--- Tasks and exercises ---
[1] In the review of Last Call at the Oasis, which book inspired the film?
[2] Using the review of Last Call at the Oasis, explain in one to three sentences why An Inconvenient Truth was successful.
[3] Rewrite the paragraph of the review of Last Call at the Oasis that begins "Inspired by The Ripple Effect" as a bulleted list, keeping its main facts.

--- Text passage ---
——
A River Runs Through It No More
Television and cinema writer/director/producer Jessica Yu has in the past done imaginative media-mixed documentaries about offbeat outsiders, In the Realms of the Unreal: The Mystery of Henry Darger and Protagonist. The former fencing champion turns mainstream in technique and current-events theme now with Last Call at the Oasis.
Inspired by The Ripple Effect by Alex Prud’homme (who appears), the hour-and-three-quarters comes from Participant Media, parent company for Food, Inc. and Davis Guggenheim’s An Inconvenient Truth and Waiting for Superman. This new one offers no surprises in a mixture of graphics, maps, animated cartoons, old footage including boosterism, present-day visuals, and interviews. The award-winning Al Gore vehicle boasted a highly personal subtheme and was successful by riding the coattails of that skilled, personable speaker. Toned down from Julia Roberts’ brassy representation, the real legal consultant Erin Brockovich-Ellis is as much spokesperson as any in Yu’s film, given the most time but also, like the former senator and vice president, a persuasive presence.
——
--- Raw data ---
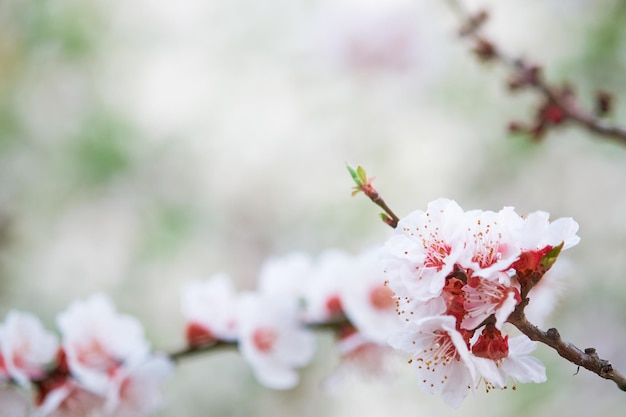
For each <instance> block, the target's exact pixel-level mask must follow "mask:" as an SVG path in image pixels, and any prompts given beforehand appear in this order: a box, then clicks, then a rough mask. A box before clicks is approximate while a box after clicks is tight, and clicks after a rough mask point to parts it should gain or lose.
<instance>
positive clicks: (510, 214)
mask: <svg viewBox="0 0 626 417" xmlns="http://www.w3.org/2000/svg"><path fill="white" fill-rule="evenodd" d="M517 218H519V216H518V215H517V214H516V213H515V212H514V211H513V209H512V208H511V207H505V208H504V209H502V210H500V211H499V212H498V213H494V212H492V211H478V210H476V211H472V212H468V213H467V222H468V239H467V250H466V252H465V256H464V258H463V259H461V261H460V264H461V265H462V266H463V267H464V268H468V269H472V270H473V271H474V274H475V275H477V276H479V277H483V278H487V277H489V276H491V275H493V274H494V273H497V272H500V271H506V270H508V269H510V267H511V264H512V263H513V262H515V261H516V260H517V259H518V258H519V255H520V249H519V246H518V245H517V242H516V240H515V239H514V236H513V233H512V231H511V221H514V220H515V219H517Z"/></svg>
——
--- Solutions ---
[1] The Ripple Effect by Alex Prud'homme inspired it.

[2] An Inconvenient Truth succeeded by riding the coattails of Al Gore, a skilled, personable speaker.

[3]
- The film was inspired by Alex Prud'homme's The Ripple Effect, and Prud'homme appears in it.
- It runs about an hour and three quarters and comes from Participant Media, parent company for Food, Inc. and Davis Guggenheim's An Inconvenient Truth and Waiting for Superman.
- It offers no surprises in its mix of graphics, maps, animated cartoons, old footage including boosterism, present-day visuals, and interviews.
- An Inconvenient Truth, the award-winning Al Gore vehicle, had a highly personal subtheme and succeeded by riding the coattails of that skilled, personable speaker.
- Legal consultant Erin Brockovich-Ellis is toned down from Julia Roberts' brassy portrayal. She is as much a spokesperson as anyone in Yu's film and is given the most time. Like the former senator and vice president, she is a persuasive presence.